*RECORDED INFORMATION*:
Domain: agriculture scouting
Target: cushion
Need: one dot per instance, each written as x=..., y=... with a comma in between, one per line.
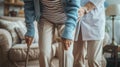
x=10, y=25
x=18, y=52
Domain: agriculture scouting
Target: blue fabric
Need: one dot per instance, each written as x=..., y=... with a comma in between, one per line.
x=71, y=9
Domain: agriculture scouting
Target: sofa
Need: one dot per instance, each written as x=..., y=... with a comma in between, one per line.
x=13, y=47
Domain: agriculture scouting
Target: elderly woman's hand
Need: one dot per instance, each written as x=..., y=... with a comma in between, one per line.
x=81, y=11
x=28, y=40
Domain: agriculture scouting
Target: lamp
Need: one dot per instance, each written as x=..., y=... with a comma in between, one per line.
x=113, y=11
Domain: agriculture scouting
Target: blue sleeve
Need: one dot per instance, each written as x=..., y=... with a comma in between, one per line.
x=97, y=2
x=29, y=17
x=71, y=9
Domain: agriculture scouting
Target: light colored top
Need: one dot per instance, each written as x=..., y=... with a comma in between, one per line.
x=93, y=23
x=33, y=8
x=53, y=10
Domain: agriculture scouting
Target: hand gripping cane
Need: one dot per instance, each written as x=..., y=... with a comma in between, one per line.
x=62, y=46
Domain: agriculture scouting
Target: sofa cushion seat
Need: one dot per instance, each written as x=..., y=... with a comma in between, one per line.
x=18, y=52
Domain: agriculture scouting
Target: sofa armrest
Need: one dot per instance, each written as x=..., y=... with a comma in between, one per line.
x=5, y=45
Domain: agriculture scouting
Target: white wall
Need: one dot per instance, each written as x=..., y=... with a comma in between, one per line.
x=113, y=1
x=1, y=7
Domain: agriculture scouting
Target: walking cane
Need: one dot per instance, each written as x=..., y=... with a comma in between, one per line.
x=27, y=56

*TASK INSTRUCTIONS*: Your answer should reproduce every line of the data verbatim and include no images.

*RESULT*:
Domain: agriculture scouting
Target: cushion
Need: one dot per instance, each written as x=..., y=... with a comma in between, one per line.
x=10, y=25
x=18, y=52
Domain: agriculture scouting
Target: blue fabric
Need: one dot per instance, each written as x=..., y=... with a comma in between, one per line.
x=71, y=9
Domain: agriculture scouting
Target: sofa
Need: one dot per instance, each written as x=..., y=... with a comma in between, one per line.
x=13, y=47
Domain: agriculture scouting
Target: elderly woman's hand
Need: one dot per instance, each written as x=..., y=... with a comma in between, one per line.
x=81, y=11
x=28, y=40
Domain: agriculture scouting
Target: lamp
Need: one dot per instance, each written as x=..., y=... with a comma in between, one per line.
x=113, y=11
Domain: agriculture scouting
Target: blue sleeve
Need: one dot per instance, each written as x=..., y=... with a comma in between, one per line.
x=97, y=2
x=29, y=17
x=71, y=9
Domain: agriculture scouting
Target: light colored top
Need: one dot per instance, each written as x=..., y=... with a comma in between, one per line.
x=93, y=23
x=33, y=8
x=53, y=10
Domain: agriculture scouting
Target: hand gripping cane
Need: one dot per instance, each written as x=..., y=... with a comma in between, one per line.
x=62, y=46
Domain: agriculture scouting
Target: sofa cushion seat
Need: one dot per instance, each written as x=..., y=... with a comma in between, one per line.
x=18, y=52
Domain: agriculture scouting
Target: sofa armrest
Need: one dot per instance, each written as x=..., y=... with a comma in between, one per line.
x=5, y=45
Domain: agriculture scouting
Target: white wall
Need: one dot per instance, each written as x=..., y=... with a comma in between, one per line.
x=113, y=1
x=1, y=7
Domain: agriculture scouting
Target: walking cane
Need: one dot per instance, each written as x=..., y=... with a comma in between, one per line.
x=27, y=56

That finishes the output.